*Records provided*.
[Start of Attachment]

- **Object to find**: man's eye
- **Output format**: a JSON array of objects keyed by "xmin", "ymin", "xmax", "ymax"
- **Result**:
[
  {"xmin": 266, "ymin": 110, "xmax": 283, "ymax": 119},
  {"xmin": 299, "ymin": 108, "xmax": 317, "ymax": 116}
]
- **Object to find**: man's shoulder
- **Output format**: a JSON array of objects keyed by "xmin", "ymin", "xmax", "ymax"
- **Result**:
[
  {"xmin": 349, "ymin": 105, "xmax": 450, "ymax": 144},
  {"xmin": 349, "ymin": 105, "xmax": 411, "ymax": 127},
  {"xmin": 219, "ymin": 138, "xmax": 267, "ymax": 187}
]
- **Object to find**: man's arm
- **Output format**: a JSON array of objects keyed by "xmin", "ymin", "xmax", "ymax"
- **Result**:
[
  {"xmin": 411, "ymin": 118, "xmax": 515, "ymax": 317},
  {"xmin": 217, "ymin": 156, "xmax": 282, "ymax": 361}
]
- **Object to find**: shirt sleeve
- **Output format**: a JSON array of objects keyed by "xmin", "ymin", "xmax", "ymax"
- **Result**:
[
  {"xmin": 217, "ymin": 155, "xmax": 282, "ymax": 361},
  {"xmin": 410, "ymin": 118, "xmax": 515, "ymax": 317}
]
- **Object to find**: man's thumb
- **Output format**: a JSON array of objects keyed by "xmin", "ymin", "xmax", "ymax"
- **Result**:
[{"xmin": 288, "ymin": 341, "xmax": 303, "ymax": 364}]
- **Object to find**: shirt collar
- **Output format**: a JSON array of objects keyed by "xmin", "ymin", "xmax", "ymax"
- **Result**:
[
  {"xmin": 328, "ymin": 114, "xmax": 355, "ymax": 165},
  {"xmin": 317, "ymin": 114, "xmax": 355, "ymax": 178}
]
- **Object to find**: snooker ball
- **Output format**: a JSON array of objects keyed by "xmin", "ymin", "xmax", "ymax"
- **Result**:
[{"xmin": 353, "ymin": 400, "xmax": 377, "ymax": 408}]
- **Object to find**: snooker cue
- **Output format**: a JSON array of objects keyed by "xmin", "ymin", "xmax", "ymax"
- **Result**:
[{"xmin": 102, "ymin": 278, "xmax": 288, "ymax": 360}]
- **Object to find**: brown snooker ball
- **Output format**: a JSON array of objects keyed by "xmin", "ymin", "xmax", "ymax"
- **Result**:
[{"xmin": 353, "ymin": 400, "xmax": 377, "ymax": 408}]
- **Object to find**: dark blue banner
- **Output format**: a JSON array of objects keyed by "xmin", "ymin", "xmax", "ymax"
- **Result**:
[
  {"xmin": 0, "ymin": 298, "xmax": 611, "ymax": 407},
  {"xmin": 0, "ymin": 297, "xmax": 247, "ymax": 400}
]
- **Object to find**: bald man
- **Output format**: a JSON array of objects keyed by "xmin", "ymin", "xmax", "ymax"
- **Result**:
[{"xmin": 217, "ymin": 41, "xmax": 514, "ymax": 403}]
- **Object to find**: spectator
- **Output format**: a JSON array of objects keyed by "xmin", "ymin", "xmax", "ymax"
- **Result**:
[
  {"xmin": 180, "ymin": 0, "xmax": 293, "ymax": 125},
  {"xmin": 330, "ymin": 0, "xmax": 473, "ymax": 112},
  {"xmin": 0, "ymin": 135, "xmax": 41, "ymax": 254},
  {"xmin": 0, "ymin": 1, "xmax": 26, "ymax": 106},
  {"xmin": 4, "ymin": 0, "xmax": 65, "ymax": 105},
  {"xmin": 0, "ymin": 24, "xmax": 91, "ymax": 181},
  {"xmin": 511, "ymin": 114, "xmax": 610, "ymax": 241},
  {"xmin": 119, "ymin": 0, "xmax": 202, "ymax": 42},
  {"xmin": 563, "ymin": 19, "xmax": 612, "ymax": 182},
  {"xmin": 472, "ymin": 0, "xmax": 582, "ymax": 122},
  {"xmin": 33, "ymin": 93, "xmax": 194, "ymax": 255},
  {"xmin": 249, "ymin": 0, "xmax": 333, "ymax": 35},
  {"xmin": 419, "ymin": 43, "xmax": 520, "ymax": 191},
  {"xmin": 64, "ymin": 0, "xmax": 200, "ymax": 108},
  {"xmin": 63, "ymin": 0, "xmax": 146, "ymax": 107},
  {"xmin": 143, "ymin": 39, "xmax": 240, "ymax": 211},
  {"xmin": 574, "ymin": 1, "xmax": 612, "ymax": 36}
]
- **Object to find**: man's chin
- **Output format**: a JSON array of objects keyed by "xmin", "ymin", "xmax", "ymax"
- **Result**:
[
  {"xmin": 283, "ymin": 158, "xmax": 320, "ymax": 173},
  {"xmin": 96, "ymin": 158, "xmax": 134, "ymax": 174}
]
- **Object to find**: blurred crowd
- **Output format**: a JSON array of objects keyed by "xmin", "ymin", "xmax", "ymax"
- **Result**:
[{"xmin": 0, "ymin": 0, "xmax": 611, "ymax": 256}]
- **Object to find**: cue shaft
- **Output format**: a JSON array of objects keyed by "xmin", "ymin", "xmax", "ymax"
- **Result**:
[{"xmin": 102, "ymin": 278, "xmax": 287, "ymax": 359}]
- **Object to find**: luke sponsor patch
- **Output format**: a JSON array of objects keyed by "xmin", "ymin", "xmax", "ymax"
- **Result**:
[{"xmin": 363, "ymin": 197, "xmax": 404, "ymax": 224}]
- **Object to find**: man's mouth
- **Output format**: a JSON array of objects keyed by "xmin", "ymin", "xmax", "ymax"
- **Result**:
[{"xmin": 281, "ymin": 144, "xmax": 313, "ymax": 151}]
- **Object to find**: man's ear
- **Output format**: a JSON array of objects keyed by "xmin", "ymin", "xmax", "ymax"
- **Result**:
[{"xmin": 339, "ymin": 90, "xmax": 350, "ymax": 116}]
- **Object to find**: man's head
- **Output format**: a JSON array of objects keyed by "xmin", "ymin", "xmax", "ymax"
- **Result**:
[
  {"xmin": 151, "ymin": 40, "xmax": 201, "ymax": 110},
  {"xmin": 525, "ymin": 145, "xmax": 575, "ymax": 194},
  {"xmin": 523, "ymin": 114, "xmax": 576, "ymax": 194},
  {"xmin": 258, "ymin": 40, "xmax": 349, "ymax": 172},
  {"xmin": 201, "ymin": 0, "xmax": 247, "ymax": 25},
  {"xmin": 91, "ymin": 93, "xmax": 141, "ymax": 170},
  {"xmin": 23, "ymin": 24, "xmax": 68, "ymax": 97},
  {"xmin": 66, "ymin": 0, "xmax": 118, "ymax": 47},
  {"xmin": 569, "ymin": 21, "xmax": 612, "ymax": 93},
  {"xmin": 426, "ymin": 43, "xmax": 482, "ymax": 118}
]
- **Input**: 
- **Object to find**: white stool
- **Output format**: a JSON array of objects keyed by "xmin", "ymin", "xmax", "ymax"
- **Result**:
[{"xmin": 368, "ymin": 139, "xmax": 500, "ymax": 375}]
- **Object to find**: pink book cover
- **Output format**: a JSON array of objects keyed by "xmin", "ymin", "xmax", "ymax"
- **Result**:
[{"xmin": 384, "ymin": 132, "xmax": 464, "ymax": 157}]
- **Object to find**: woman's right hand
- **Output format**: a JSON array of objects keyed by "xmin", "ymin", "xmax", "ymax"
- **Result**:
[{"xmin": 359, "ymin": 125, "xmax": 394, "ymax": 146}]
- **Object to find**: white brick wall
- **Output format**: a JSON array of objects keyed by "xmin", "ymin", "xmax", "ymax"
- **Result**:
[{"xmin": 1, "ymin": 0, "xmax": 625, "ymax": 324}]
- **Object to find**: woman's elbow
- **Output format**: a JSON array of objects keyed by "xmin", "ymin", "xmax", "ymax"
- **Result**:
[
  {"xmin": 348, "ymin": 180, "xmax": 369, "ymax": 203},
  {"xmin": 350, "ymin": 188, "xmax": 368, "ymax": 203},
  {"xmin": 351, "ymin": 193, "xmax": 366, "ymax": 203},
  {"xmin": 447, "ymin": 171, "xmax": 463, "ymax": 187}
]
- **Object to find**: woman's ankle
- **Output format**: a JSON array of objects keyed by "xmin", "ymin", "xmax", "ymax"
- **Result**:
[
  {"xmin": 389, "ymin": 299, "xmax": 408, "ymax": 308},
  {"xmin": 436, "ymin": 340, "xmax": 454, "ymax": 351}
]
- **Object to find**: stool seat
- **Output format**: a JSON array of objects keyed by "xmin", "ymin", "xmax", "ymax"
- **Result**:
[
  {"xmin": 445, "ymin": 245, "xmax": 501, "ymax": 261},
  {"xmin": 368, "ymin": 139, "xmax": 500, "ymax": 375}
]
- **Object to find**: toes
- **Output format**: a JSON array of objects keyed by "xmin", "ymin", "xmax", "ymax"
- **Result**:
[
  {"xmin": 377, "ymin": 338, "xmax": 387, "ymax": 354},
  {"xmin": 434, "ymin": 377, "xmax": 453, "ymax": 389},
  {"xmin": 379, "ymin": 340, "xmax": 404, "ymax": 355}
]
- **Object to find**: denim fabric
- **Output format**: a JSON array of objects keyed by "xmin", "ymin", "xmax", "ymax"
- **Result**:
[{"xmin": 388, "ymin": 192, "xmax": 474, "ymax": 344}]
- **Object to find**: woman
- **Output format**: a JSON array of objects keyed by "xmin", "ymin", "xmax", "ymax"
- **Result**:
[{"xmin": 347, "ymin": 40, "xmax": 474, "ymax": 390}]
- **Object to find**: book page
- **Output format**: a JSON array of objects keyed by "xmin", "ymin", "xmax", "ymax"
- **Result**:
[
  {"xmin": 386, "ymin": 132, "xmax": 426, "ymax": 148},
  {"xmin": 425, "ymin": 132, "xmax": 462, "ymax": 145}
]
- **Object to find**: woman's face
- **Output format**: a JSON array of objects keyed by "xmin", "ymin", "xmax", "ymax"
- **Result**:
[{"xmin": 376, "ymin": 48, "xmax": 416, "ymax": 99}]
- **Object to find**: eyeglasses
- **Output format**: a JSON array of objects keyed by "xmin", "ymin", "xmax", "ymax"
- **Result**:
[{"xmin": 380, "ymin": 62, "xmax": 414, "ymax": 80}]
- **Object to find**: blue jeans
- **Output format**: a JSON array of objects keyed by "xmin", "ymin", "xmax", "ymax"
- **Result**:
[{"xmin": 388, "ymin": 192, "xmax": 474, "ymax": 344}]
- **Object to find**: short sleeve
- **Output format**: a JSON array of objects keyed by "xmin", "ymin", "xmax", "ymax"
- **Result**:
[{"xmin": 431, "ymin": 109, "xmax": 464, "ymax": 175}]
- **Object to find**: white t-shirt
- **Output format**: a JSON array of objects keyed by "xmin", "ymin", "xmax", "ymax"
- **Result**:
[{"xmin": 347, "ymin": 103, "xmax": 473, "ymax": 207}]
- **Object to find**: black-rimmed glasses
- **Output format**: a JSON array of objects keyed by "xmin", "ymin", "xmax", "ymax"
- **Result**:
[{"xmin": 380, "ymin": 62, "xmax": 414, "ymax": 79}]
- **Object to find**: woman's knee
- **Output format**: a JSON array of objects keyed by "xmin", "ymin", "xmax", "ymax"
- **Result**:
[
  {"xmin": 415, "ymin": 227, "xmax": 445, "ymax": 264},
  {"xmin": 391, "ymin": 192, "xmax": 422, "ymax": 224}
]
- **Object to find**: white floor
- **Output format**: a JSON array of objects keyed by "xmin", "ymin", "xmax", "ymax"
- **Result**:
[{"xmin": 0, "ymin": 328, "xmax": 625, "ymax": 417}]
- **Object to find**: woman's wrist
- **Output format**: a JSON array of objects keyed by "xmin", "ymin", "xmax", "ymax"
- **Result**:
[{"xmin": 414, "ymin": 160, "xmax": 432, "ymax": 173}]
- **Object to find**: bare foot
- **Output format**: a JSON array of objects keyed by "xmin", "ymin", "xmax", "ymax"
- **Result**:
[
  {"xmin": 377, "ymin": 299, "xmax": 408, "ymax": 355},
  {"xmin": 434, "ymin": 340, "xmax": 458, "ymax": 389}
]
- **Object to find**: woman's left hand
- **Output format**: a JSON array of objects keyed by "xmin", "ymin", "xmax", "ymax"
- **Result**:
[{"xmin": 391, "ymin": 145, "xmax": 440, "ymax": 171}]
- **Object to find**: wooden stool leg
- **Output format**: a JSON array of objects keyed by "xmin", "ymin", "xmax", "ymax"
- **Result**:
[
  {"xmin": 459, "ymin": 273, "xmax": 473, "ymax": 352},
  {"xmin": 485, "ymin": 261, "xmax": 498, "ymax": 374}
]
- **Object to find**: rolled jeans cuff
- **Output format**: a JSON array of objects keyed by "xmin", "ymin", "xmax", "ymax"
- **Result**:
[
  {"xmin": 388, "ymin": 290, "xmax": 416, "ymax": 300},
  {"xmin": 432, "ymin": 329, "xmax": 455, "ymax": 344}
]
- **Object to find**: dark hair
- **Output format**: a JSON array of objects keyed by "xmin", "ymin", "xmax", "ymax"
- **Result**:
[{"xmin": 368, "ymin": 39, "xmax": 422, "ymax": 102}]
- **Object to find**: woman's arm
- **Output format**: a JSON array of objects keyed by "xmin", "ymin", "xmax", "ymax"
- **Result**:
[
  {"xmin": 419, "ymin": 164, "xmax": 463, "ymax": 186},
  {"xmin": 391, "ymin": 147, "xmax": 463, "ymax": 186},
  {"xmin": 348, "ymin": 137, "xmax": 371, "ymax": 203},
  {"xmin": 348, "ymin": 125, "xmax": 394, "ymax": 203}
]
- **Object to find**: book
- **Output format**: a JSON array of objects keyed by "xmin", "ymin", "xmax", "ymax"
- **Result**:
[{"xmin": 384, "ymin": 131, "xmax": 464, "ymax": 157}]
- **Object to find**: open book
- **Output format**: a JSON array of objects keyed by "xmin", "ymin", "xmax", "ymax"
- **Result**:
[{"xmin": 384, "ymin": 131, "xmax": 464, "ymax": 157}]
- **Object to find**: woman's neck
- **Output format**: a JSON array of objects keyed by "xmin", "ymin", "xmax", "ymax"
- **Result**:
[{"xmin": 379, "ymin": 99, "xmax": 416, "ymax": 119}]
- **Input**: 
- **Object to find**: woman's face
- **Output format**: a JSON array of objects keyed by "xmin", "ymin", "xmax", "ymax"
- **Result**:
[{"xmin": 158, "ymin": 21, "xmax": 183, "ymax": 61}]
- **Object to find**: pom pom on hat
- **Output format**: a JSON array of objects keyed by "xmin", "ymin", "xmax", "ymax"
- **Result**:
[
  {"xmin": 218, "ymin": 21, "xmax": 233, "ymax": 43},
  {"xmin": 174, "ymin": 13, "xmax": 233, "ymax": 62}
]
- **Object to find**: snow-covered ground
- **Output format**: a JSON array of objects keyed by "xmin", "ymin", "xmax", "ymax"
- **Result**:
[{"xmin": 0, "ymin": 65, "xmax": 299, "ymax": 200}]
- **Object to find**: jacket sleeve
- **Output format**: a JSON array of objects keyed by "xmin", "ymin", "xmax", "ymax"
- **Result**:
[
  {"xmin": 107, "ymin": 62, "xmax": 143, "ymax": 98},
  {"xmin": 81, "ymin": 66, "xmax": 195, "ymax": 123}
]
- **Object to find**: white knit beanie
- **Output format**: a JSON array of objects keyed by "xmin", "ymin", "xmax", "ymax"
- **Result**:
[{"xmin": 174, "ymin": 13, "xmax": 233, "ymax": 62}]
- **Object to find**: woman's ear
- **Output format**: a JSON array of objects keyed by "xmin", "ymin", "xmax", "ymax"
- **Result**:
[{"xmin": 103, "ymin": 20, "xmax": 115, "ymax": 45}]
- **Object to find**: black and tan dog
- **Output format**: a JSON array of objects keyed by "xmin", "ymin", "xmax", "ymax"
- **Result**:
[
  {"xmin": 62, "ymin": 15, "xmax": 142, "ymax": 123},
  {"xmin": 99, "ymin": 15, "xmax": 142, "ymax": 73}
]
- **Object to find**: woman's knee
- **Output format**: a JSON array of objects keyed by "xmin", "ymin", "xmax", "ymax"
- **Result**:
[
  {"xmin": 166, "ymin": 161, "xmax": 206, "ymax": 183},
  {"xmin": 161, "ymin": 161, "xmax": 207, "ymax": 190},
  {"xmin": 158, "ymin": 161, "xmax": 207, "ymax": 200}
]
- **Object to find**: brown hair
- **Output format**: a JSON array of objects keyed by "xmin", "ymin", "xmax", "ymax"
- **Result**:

[End of Attachment]

*Task to carry out*. Counting only lines that contain the word "hair", state how many appear in the entries, and add nothing.

*Task result*. 2